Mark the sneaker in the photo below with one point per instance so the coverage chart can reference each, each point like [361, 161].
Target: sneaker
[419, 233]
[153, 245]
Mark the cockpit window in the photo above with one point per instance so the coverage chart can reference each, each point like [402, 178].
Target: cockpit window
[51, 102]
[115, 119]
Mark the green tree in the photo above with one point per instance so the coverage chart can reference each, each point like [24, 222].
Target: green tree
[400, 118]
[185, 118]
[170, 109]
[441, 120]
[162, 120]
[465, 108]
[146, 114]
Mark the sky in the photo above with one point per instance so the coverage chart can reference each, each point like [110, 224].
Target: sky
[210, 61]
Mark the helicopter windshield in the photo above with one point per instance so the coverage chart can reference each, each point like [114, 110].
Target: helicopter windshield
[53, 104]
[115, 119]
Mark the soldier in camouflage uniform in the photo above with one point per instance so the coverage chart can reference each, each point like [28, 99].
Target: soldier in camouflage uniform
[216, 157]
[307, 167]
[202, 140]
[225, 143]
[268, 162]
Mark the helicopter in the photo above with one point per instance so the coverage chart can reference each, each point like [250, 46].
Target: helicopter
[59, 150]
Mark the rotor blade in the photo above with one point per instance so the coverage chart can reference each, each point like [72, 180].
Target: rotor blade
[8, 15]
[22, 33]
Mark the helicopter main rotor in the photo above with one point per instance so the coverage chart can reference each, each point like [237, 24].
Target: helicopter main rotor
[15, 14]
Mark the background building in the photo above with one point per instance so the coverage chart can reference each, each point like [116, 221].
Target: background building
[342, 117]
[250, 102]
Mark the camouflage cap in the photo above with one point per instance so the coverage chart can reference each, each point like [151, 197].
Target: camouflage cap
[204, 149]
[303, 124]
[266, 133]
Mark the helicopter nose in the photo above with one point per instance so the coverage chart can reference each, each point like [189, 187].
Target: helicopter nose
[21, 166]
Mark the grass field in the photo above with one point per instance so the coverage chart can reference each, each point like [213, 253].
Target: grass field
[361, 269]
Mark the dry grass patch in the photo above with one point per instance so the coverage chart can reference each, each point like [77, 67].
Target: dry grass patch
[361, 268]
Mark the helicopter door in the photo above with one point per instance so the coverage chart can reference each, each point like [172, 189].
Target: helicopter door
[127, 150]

════

TO BE DONE:
Rewrite all of the entries above with every "coverage chart" changed to "coverage report", leaving everything else as it is.

TASK ANSWER:
Mark the sneaker in the photo below with one point per instance so the coverage report can reference each, each point like [361, 161].
Target: sneaker
[419, 233]
[153, 245]
Mark the cockpit window in the photo above with one point per instance so the coverage report can reference each, each point like [402, 178].
Target: cockpit window
[51, 102]
[115, 119]
Mark the green tree in the photo above with one point per instance so the coverage report can reference each, each point like [24, 222].
Target: green tree
[400, 118]
[185, 118]
[170, 109]
[441, 120]
[162, 120]
[465, 108]
[146, 114]
Mark the sky in the photo above with one point per instance so the coverage report can reference each, each point like [110, 224].
Target: sky
[210, 61]
Mark the helicopter windshield in the photo above with one point per instance so the coverage report can reference each, each point like [114, 110].
Target: helicopter windshield
[53, 104]
[115, 119]
Mark the soldier in camouflage uniform in the photo above with one point per instance so the coverage report can reference each, each point like [28, 99].
Target: soldier in camouflage uniform
[216, 157]
[307, 167]
[202, 140]
[225, 143]
[268, 162]
Mark the helicopter in the photo above with one point per instance so the coverage report can reference each, each point like [250, 46].
Target: helicopter
[59, 150]
Mark the rotor blade in the photo above with one point per instance so the coverage report can reference each, each point like [72, 180].
Target: rotor blade
[8, 15]
[22, 33]
Mark the helicopter main rotor in the photo above with one point per instance so the coverage report can reference each, each point like [237, 24].
Target: helicopter main rotor
[15, 14]
Mark the background building in the photo above with one point per instance so the coverage report can reference each, each point like [116, 221].
Target: background building
[342, 117]
[250, 102]
Mark the camouflage cap in the photo above with one point per instance so the coverage report can reference each, each point like [151, 197].
Target: camouflage cap
[204, 149]
[303, 124]
[266, 133]
Mark the helicopter nose in the photo above with one point per instance so the coverage report can reference each, each point like [189, 187].
Target: helicopter nose
[21, 166]
Mark the grass field in the photo above with one point per instance so the coverage report can reference each, each point like [213, 253].
Target: grass field
[361, 269]
Mark the dry grass patch in the photo above with one point per instance so the coverage report can reference each, each point like [77, 67].
Target: dry grass patch
[361, 268]
Mark the helicopter door in the photo above with one point per instance so the coverage report can reference each, each point like [172, 189].
Target: helicopter door
[127, 150]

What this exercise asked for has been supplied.